# [What to work on]
Reproduce each of the rows below verbatim, changing nothing.

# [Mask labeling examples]
------------------------------
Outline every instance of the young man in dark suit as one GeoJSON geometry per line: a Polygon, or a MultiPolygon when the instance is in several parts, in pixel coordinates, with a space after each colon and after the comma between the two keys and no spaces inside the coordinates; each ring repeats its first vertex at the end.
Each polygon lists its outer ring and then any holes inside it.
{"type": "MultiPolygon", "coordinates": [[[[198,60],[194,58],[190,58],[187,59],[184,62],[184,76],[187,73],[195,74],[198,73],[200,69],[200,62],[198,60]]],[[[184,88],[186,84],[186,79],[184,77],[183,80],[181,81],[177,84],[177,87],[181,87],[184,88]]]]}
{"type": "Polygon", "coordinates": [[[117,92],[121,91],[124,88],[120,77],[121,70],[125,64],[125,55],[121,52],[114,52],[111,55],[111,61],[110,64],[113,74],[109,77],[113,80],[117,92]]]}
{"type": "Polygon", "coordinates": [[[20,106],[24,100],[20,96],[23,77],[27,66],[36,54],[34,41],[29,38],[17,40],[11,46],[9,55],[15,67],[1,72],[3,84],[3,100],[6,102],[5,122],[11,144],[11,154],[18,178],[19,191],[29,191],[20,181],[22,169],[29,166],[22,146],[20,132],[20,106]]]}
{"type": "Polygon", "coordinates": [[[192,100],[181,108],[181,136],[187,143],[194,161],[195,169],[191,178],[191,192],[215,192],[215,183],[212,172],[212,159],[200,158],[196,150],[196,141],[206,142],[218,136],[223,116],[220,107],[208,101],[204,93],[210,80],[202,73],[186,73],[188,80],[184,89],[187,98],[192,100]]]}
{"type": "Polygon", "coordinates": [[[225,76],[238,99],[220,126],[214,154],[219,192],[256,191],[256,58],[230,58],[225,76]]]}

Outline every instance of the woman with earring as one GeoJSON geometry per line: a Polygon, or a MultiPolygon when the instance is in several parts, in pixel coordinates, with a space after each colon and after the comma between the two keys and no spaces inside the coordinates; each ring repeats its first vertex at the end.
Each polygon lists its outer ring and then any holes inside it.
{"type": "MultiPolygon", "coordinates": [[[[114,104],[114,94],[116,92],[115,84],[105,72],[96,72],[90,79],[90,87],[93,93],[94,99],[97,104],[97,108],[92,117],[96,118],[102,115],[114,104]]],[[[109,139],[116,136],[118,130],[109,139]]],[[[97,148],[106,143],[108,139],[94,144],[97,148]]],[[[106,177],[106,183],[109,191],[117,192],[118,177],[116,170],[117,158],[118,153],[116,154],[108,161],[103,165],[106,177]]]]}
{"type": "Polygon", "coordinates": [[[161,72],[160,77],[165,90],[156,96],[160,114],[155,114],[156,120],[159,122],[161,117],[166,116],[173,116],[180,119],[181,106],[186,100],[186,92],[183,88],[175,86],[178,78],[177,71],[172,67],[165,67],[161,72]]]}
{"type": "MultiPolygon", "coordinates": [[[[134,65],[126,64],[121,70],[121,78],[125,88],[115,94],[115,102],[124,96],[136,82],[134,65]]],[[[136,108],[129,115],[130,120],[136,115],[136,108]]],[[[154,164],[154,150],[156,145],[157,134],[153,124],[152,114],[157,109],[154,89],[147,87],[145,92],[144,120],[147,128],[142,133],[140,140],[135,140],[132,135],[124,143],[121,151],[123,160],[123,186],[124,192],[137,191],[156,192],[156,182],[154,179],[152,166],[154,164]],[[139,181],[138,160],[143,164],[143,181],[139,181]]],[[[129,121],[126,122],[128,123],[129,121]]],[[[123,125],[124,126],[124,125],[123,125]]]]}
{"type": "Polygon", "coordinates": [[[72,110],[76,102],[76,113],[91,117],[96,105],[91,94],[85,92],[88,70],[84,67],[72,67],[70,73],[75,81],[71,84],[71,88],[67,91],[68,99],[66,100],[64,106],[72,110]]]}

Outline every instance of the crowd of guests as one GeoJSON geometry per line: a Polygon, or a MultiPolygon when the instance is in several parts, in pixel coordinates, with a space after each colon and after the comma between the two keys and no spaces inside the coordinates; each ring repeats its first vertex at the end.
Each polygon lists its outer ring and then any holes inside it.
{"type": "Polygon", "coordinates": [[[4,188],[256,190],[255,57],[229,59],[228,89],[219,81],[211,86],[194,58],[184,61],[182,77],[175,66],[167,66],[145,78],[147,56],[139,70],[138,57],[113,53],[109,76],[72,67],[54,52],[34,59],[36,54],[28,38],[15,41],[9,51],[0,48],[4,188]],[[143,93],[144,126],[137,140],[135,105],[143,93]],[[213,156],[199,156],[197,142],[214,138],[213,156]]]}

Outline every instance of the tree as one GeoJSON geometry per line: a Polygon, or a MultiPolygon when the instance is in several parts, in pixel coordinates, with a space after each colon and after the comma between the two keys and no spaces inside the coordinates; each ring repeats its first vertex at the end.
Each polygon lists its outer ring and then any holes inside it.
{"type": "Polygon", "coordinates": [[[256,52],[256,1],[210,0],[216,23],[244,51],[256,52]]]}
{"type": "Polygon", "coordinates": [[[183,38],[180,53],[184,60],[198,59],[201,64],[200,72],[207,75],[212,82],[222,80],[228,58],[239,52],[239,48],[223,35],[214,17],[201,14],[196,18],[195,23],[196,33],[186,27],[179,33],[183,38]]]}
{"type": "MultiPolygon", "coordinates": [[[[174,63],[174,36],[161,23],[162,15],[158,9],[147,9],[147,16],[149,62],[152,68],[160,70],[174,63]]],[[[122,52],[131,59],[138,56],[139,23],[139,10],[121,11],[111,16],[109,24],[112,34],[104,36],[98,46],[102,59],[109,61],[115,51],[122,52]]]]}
------------------------------
# [Final result]
Outline every instance of the young man in dark suit as one GeoJSON geometry per line: a Polygon, or a MultiPolygon when the instance is in several parts, in pixel coordinates, with a space after each colon and after the comma between the two keys and no spaces inside the coordinates; each ring repeats its first vertex at the end.
Each polygon lists its outer ring and then any holes inside it.
{"type": "MultiPolygon", "coordinates": [[[[198,60],[194,58],[190,58],[187,59],[184,62],[184,76],[187,73],[195,74],[198,73],[200,69],[200,62],[198,60]]],[[[184,88],[186,84],[186,79],[184,77],[183,80],[181,81],[177,84],[177,87],[181,87],[184,88]]]]}
{"type": "Polygon", "coordinates": [[[117,92],[121,91],[124,88],[120,77],[121,70],[125,64],[125,55],[121,52],[114,52],[111,55],[111,61],[110,64],[113,74],[109,77],[113,80],[117,92]]]}
{"type": "Polygon", "coordinates": [[[20,106],[24,100],[20,96],[23,77],[27,66],[36,54],[34,41],[29,38],[17,40],[11,46],[9,55],[15,67],[1,72],[3,84],[3,100],[6,102],[5,122],[11,144],[11,154],[18,178],[19,191],[29,191],[20,181],[22,169],[29,166],[22,146],[20,132],[20,106]]]}
{"type": "Polygon", "coordinates": [[[192,100],[181,108],[181,136],[187,143],[194,161],[195,169],[191,178],[191,192],[215,192],[215,183],[212,172],[212,159],[200,158],[196,150],[196,141],[206,142],[218,136],[223,116],[220,107],[208,101],[204,93],[210,80],[202,73],[186,73],[188,80],[184,89],[187,98],[192,100]]]}
{"type": "Polygon", "coordinates": [[[225,76],[238,99],[220,126],[214,154],[219,192],[256,191],[256,58],[230,58],[225,76]]]}

Outline every instance of the woman with earring as one GeoJSON geometry per line: a Polygon, or a MultiPolygon when the instance is in several parts, in pixel coordinates, with a space after each colon and after the comma between the two keys and no spaces inside the coordinates; each ring repeats its first vertex at the end.
Each polygon lists its outer ring and then any holes inside it.
{"type": "MultiPolygon", "coordinates": [[[[114,104],[114,94],[116,92],[115,84],[105,72],[96,72],[90,79],[90,87],[93,93],[94,99],[97,104],[97,108],[92,117],[96,118],[102,115],[114,104]]],[[[109,139],[116,136],[118,130],[109,139]]],[[[97,148],[106,143],[108,139],[94,144],[97,148]]],[[[106,177],[106,183],[109,191],[117,192],[118,177],[116,170],[117,158],[118,153],[116,154],[108,161],[103,165],[106,177]]]]}
{"type": "Polygon", "coordinates": [[[161,72],[160,77],[165,90],[156,96],[160,114],[155,114],[156,120],[159,122],[161,117],[166,116],[173,116],[180,119],[181,106],[186,100],[186,92],[183,88],[175,86],[178,78],[177,71],[172,67],[165,67],[161,72]]]}
{"type": "MultiPolygon", "coordinates": [[[[134,65],[126,64],[121,70],[121,78],[125,88],[115,94],[115,102],[124,96],[136,82],[134,65]]],[[[136,108],[129,115],[130,120],[136,115],[136,108]]],[[[154,164],[154,150],[156,145],[157,134],[153,124],[152,114],[157,109],[154,89],[147,87],[145,92],[144,120],[147,128],[142,133],[140,140],[135,140],[132,135],[124,143],[121,151],[123,160],[123,186],[124,192],[137,191],[156,192],[156,182],[154,179],[152,166],[154,164]],[[139,181],[138,160],[143,164],[143,181],[139,181]]],[[[129,121],[126,122],[128,123],[129,121]]],[[[123,125],[124,126],[124,125],[123,125]]]]}
{"type": "Polygon", "coordinates": [[[72,110],[76,102],[76,113],[91,117],[96,105],[91,94],[85,92],[88,70],[84,67],[72,67],[70,73],[75,81],[71,84],[71,88],[67,91],[68,99],[66,100],[64,106],[72,110]]]}

Outline every instance of the crowd of guests as one GeoJSON geometry per line: a Polygon, or a MultiPolygon when the instance is in several parts, in pixel coordinates, with a space after each colon and after the comma between the two keys and no spaces inside the coordinates; each ring repeats its first vertex at the end.
Each polygon lists its outer ring and then any holes inside it.
{"type": "Polygon", "coordinates": [[[4,188],[256,190],[255,57],[229,59],[228,89],[219,81],[211,86],[194,58],[184,61],[182,77],[175,66],[167,66],[145,78],[147,56],[139,70],[138,57],[113,53],[109,76],[72,67],[54,52],[34,59],[36,54],[28,38],[15,41],[9,51],[0,48],[4,188]],[[143,93],[144,126],[137,140],[135,105],[143,93]],[[213,156],[199,156],[197,142],[214,138],[213,156]]]}

Outline every instance of the tree as one GeoJSON geometry per line: a Polygon, or a MultiPolygon when the instance is in several parts, in pixel coordinates, with a space after each colon and after the comma between the two keys and no spaces inside the coordinates; each ring repeats its first vertex at the end.
Each polygon lists its outer ring and then any holes inside it.
{"type": "Polygon", "coordinates": [[[256,52],[256,1],[210,0],[216,23],[244,51],[256,52]]]}
{"type": "Polygon", "coordinates": [[[183,38],[180,53],[184,60],[198,59],[201,64],[200,72],[207,75],[212,82],[222,80],[228,58],[239,52],[239,48],[223,35],[214,17],[201,14],[196,18],[195,23],[196,33],[186,27],[179,33],[183,38]]]}
{"type": "MultiPolygon", "coordinates": [[[[174,63],[174,36],[161,23],[162,15],[158,9],[147,9],[147,16],[149,62],[152,68],[160,70],[174,63]]],[[[122,52],[131,59],[138,56],[139,23],[139,10],[121,11],[111,16],[109,24],[112,34],[104,36],[98,46],[102,59],[109,61],[115,51],[122,52]]]]}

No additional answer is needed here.